** Given problem **
Please rewrite the listing from the line with "Given the photograph above, the pointer locates the shop window" up to and including the final line of the listing, putting "storefront display" wherever "shop window display" occurs and changing nothing else. Leave the pictures out of your answer.

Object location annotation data
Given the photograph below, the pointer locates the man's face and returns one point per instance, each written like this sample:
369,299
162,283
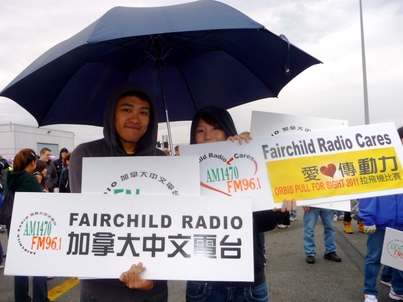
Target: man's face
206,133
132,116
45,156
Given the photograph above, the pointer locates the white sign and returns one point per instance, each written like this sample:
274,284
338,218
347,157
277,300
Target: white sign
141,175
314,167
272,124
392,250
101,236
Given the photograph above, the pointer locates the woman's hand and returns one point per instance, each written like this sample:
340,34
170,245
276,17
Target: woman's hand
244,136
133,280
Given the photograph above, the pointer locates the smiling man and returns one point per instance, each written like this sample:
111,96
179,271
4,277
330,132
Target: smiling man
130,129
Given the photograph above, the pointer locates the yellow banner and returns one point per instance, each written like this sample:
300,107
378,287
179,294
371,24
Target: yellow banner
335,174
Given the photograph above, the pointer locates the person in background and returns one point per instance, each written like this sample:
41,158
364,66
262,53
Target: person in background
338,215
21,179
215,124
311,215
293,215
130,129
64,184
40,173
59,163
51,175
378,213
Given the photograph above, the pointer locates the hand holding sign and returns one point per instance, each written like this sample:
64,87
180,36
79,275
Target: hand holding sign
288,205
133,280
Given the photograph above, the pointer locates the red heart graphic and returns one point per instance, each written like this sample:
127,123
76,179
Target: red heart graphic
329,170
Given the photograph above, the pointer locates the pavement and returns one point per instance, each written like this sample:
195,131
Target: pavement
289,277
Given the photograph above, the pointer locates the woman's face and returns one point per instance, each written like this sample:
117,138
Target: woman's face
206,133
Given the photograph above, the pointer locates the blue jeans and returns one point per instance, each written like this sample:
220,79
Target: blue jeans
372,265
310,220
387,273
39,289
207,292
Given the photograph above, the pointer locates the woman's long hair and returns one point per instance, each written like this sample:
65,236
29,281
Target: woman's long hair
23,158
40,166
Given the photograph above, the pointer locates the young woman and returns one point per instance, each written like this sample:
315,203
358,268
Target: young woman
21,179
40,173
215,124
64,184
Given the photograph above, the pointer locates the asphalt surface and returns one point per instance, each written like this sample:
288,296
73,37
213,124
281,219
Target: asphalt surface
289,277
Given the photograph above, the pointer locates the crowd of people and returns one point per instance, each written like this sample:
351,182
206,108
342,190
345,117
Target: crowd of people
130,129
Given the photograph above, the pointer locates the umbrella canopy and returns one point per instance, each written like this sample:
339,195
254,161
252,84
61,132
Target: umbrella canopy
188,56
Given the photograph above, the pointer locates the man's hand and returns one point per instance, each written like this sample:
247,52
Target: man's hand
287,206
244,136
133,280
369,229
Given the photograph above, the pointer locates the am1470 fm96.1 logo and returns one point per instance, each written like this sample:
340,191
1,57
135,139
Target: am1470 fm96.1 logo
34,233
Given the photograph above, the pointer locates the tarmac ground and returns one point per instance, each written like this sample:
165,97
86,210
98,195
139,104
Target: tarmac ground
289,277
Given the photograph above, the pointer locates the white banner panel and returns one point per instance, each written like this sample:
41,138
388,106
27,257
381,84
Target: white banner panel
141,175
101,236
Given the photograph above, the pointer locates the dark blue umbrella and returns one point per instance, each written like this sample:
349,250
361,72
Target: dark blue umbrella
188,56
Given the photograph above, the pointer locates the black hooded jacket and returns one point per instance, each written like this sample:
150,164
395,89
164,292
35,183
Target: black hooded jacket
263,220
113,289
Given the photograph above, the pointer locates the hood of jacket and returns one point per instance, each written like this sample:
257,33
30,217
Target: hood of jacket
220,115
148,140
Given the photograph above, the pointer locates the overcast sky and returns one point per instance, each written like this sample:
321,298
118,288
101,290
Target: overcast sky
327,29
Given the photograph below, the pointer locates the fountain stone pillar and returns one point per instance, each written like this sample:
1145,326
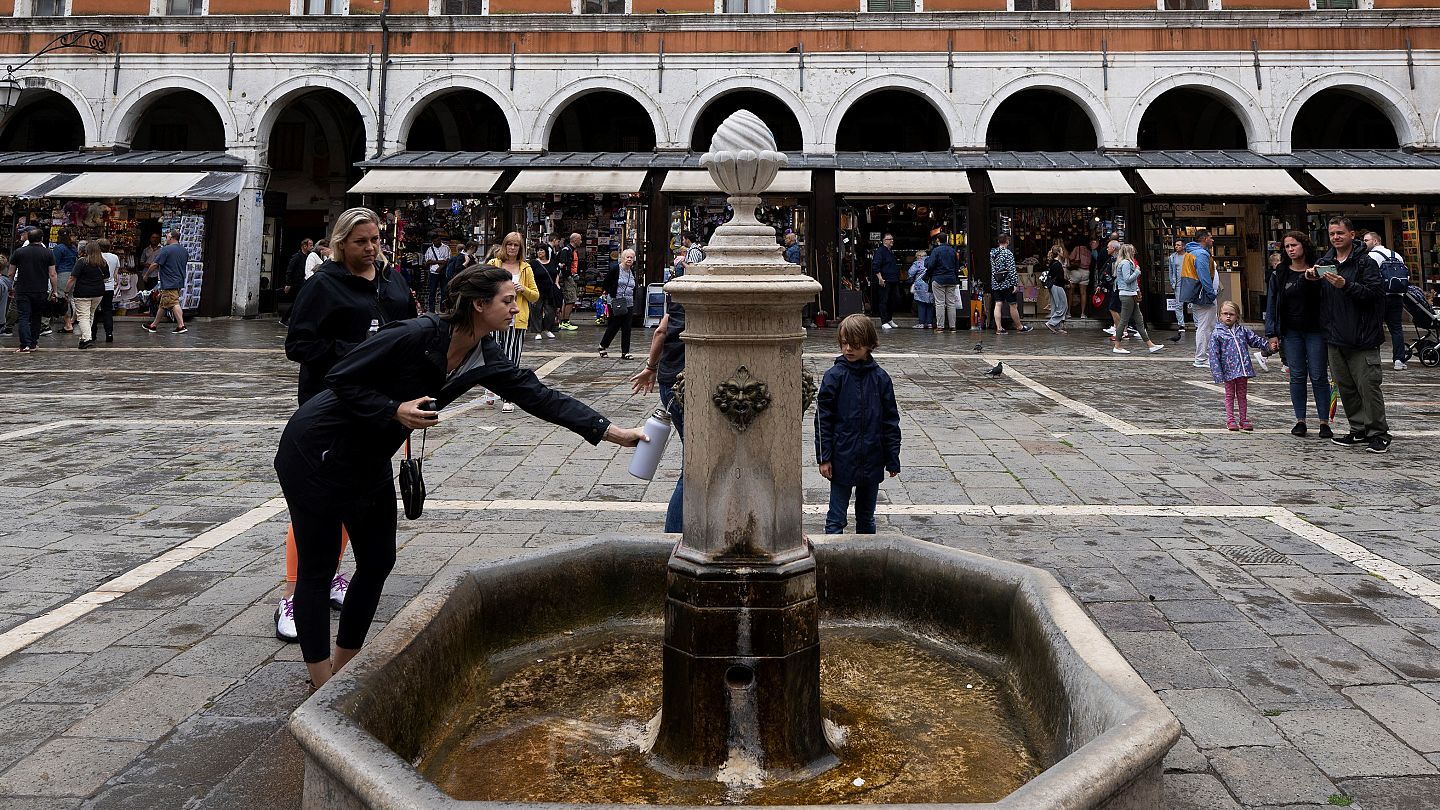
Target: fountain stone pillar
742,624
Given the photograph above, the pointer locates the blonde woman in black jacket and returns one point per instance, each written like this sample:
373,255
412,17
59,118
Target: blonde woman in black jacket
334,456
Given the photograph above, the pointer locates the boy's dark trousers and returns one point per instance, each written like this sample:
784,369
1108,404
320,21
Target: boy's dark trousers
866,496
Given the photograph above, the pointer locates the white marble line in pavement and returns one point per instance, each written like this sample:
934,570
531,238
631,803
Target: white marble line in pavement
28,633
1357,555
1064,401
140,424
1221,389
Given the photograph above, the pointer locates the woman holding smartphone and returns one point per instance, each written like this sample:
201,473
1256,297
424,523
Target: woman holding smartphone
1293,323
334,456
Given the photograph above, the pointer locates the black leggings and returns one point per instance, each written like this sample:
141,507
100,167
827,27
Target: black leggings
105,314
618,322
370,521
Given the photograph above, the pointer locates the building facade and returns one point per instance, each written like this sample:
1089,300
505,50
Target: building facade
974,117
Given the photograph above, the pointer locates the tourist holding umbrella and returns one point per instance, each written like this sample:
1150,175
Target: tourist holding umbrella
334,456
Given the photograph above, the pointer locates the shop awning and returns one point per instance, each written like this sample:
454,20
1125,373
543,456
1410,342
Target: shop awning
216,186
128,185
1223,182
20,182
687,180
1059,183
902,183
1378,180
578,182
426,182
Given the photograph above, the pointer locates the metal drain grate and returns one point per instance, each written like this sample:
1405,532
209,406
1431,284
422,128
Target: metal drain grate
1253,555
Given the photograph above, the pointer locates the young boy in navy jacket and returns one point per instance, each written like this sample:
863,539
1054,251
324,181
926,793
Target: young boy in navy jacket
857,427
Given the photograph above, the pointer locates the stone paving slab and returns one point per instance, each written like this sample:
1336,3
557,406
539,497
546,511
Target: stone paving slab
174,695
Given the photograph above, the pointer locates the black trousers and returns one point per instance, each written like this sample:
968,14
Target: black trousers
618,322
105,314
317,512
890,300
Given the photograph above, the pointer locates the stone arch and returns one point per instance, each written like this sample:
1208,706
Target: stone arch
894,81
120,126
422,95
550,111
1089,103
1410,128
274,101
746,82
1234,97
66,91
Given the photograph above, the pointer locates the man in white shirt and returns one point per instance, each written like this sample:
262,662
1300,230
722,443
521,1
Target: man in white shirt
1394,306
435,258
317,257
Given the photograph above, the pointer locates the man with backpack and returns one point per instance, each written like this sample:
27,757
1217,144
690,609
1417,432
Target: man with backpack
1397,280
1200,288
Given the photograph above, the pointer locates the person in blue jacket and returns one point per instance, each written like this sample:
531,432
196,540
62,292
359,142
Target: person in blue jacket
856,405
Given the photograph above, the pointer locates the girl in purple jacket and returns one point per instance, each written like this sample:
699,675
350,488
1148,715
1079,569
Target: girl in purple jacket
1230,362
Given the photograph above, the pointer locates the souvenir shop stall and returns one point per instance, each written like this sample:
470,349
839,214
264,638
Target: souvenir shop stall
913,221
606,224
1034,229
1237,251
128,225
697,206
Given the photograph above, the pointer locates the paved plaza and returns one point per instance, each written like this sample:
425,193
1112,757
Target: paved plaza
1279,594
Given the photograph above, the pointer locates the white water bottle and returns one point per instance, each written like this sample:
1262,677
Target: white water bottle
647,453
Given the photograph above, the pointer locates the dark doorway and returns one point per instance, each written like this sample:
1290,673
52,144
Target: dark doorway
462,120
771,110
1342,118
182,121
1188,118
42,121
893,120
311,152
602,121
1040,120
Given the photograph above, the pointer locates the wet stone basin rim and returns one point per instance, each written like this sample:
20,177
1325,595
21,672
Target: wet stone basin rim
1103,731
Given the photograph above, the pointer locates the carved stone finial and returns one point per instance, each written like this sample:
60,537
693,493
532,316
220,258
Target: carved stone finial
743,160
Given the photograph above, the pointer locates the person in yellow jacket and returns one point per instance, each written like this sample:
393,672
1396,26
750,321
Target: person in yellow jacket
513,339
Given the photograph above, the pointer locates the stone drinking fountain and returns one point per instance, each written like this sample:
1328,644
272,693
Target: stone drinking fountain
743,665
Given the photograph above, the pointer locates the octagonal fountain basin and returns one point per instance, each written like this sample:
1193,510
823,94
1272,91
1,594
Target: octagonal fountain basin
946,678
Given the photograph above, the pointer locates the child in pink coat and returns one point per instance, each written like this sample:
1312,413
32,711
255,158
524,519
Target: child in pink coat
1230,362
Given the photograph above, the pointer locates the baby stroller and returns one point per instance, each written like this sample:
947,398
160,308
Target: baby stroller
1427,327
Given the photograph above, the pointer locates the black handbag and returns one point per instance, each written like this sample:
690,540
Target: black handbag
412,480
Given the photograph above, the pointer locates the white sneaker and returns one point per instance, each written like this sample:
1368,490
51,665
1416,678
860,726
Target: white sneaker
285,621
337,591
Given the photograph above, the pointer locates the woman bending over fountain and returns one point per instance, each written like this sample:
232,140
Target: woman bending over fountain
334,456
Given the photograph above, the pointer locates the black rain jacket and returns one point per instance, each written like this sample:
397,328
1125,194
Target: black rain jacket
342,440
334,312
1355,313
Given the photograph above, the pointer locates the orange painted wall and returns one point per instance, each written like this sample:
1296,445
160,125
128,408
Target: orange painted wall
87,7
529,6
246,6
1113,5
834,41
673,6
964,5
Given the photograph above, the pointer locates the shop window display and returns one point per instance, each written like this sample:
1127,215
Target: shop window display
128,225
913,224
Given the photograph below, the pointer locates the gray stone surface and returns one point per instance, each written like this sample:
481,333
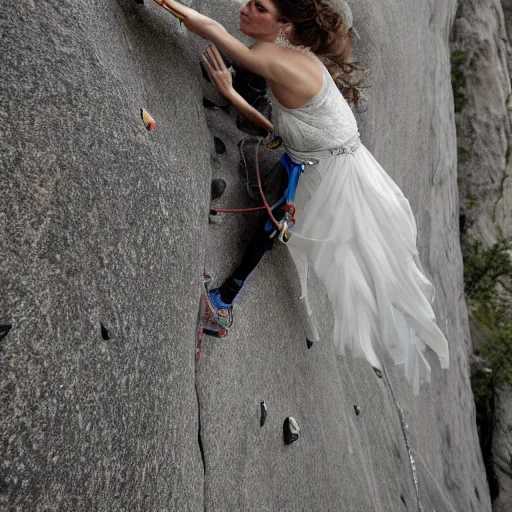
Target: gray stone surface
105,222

** The completed task **
Given the photograph above, the pointer locates the storefront display and returns one point per instance, each written like this sample:
1127,215
Target: storefront display
128,225
913,224
Given the photograph below, the pointer locates the gray stone surface and returns one point per instance, each written like this sample:
481,333
Target: gray stone surface
105,222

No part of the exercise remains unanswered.